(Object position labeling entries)
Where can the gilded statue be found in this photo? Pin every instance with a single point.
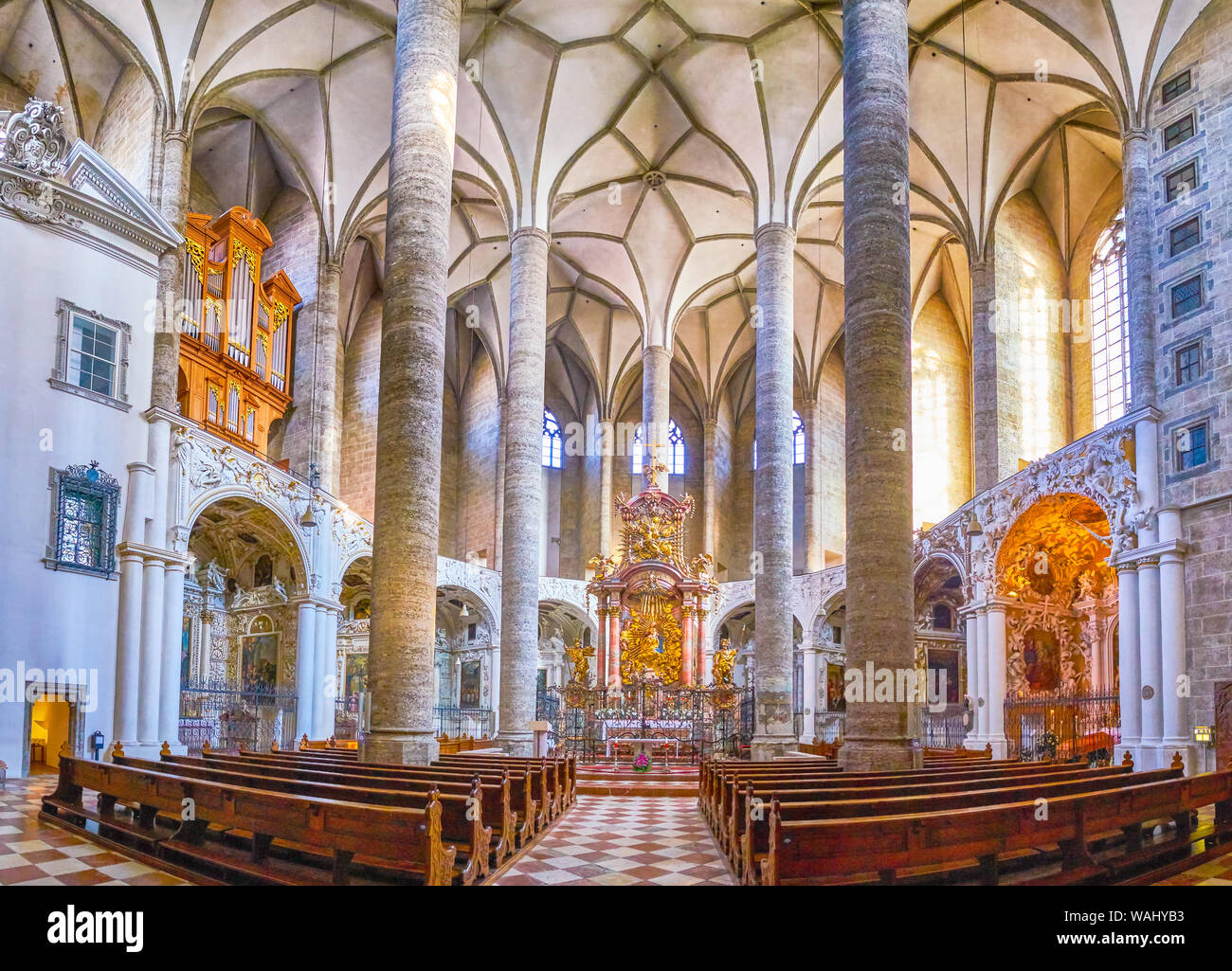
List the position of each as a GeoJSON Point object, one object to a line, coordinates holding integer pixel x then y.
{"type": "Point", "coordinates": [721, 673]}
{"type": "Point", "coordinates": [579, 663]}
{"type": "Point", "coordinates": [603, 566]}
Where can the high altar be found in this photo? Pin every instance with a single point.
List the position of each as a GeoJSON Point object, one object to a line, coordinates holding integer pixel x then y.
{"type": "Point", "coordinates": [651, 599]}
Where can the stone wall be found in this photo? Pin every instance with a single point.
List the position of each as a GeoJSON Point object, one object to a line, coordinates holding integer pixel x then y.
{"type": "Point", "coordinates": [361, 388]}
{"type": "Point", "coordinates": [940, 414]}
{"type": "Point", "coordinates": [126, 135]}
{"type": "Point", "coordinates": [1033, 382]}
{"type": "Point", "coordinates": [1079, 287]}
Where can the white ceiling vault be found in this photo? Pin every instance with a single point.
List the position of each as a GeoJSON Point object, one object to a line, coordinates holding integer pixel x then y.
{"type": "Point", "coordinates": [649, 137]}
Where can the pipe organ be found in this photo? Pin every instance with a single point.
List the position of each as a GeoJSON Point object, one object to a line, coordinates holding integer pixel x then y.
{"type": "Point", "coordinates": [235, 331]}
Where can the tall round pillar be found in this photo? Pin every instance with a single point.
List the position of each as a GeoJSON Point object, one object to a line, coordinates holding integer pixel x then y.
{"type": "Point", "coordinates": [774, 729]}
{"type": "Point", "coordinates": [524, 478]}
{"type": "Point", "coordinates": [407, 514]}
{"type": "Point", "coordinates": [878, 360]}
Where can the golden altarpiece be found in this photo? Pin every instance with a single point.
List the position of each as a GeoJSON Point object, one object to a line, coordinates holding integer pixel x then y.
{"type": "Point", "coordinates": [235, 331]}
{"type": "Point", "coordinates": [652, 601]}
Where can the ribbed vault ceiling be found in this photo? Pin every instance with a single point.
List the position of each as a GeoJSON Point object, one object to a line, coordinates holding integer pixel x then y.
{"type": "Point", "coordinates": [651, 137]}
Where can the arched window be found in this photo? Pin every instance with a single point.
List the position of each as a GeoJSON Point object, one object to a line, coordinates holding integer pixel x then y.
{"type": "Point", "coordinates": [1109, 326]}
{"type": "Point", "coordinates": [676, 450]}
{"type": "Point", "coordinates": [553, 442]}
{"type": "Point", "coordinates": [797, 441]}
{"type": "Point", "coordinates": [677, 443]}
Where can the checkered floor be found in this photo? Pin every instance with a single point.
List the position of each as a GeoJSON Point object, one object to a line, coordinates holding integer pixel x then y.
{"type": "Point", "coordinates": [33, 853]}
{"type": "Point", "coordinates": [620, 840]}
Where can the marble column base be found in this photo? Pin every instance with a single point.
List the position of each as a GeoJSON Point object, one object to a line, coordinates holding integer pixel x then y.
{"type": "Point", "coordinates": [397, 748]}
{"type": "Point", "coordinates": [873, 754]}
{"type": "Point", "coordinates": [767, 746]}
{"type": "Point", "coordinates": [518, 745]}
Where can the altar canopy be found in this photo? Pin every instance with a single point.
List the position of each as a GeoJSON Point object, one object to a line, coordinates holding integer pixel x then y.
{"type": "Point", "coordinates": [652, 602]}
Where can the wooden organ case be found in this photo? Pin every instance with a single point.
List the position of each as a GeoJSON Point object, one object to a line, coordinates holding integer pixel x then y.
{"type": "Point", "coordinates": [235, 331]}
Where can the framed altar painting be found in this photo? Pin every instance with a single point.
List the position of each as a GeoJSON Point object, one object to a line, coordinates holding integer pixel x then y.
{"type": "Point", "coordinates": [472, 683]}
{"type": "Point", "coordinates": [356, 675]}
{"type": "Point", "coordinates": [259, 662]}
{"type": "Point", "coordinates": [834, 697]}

▸ Exercise instructions: Restate the data above word for word. Do not include the images.

▸ Complete output:
Where can the gilded statue be found in this photo? Pin every instance with a single point.
List the position of each as a GeoJSON Point object, one object to a line, coordinates holding integer pixel x then y.
{"type": "Point", "coordinates": [721, 673]}
{"type": "Point", "coordinates": [579, 663]}
{"type": "Point", "coordinates": [603, 566]}
Where can the high altar be found in this photo? Pin every instance with a single point.
List the position of each as a GeoJSON Point object, one object to a line, coordinates holding integer pixel x then y.
{"type": "Point", "coordinates": [651, 599]}
Where can the stone wall be found in this photo? Pin every instance with a single point.
List the position of each as a GeoJSON Point object, one object to a line, coordinates holding integer pixel x then y.
{"type": "Point", "coordinates": [361, 388]}
{"type": "Point", "coordinates": [940, 414]}
{"type": "Point", "coordinates": [126, 135]}
{"type": "Point", "coordinates": [1033, 382]}
{"type": "Point", "coordinates": [1079, 287]}
Where can the white ceiling vault be found in this photo? Pin every instance with a single point.
List the position of each as a GeoJSON Point object, one object to a line, coordinates holding integer pixel x then y.
{"type": "Point", "coordinates": [649, 137]}
Where can the pipe organ be found in this photo? Pin every instance with a single point.
List the position of each as a GeoJSON Point object, one object to a line, coordinates holding integer pixel x then y.
{"type": "Point", "coordinates": [235, 331]}
Where can the tall round pillar be found in this photo? Pin every instance with a single point.
List the position of each as a GeoJSON Point object, one object to a line, coordinates holding integer pixel x then y.
{"type": "Point", "coordinates": [774, 729]}
{"type": "Point", "coordinates": [524, 478]}
{"type": "Point", "coordinates": [407, 514]}
{"type": "Point", "coordinates": [878, 360]}
Where can the golden altarpiece be found in this photo? Pin every instance with a single point.
List the position of each as a GeoJSON Point object, one object to a line, coordinates holding integer pixel x then y.
{"type": "Point", "coordinates": [235, 331]}
{"type": "Point", "coordinates": [652, 601]}
Where can the ribbed vault ceiling be found in this photo? Pin every instance with a single point.
List the position of each as a GeoJSON Point object, one object to a line, coordinates holding integer pixel x then y.
{"type": "Point", "coordinates": [651, 137]}
Where can the arched window be found in this photo? Pin every instance with a single point.
List the position of each as a GeoJSON Point object, one object to a line, coordinates holding integer pixel x then y.
{"type": "Point", "coordinates": [1109, 326]}
{"type": "Point", "coordinates": [676, 450]}
{"type": "Point", "coordinates": [553, 442]}
{"type": "Point", "coordinates": [797, 441]}
{"type": "Point", "coordinates": [677, 443]}
Where can the checkered floor be found in this photo? Pin every instance with a single point.
List the position of each as a GeoJSON Point object, one object to a line, coordinates holding integer pixel x then y.
{"type": "Point", "coordinates": [33, 853]}
{"type": "Point", "coordinates": [620, 840]}
Where can the marble column base be found in this photo? Pin every instance with a single point.
List the position of each as a GeoJSON Point object, one object to a line, coordinates holding integer pixel x then y.
{"type": "Point", "coordinates": [397, 748]}
{"type": "Point", "coordinates": [873, 754]}
{"type": "Point", "coordinates": [767, 746]}
{"type": "Point", "coordinates": [518, 745]}
Where can the altar canopy be found in this photo? Pin every instance with a single point.
List the position of each as a GeoJSON Point object, one object to a line, coordinates holding integer pixel x then y.
{"type": "Point", "coordinates": [652, 602]}
Where can the wooden organ case be found in this photo? Pin every instance with a single point.
List the position of each as a GeoJSON Point object, one object to a line, coordinates holding integer pixel x then y.
{"type": "Point", "coordinates": [235, 331]}
Where can the framed altar painting be found in this photo? Pin every instance with a single point.
List the position of each as a GeoJSON Point object, one object to a line, coordinates holding integer pixel x then y.
{"type": "Point", "coordinates": [472, 683]}
{"type": "Point", "coordinates": [356, 675]}
{"type": "Point", "coordinates": [259, 662]}
{"type": "Point", "coordinates": [834, 697]}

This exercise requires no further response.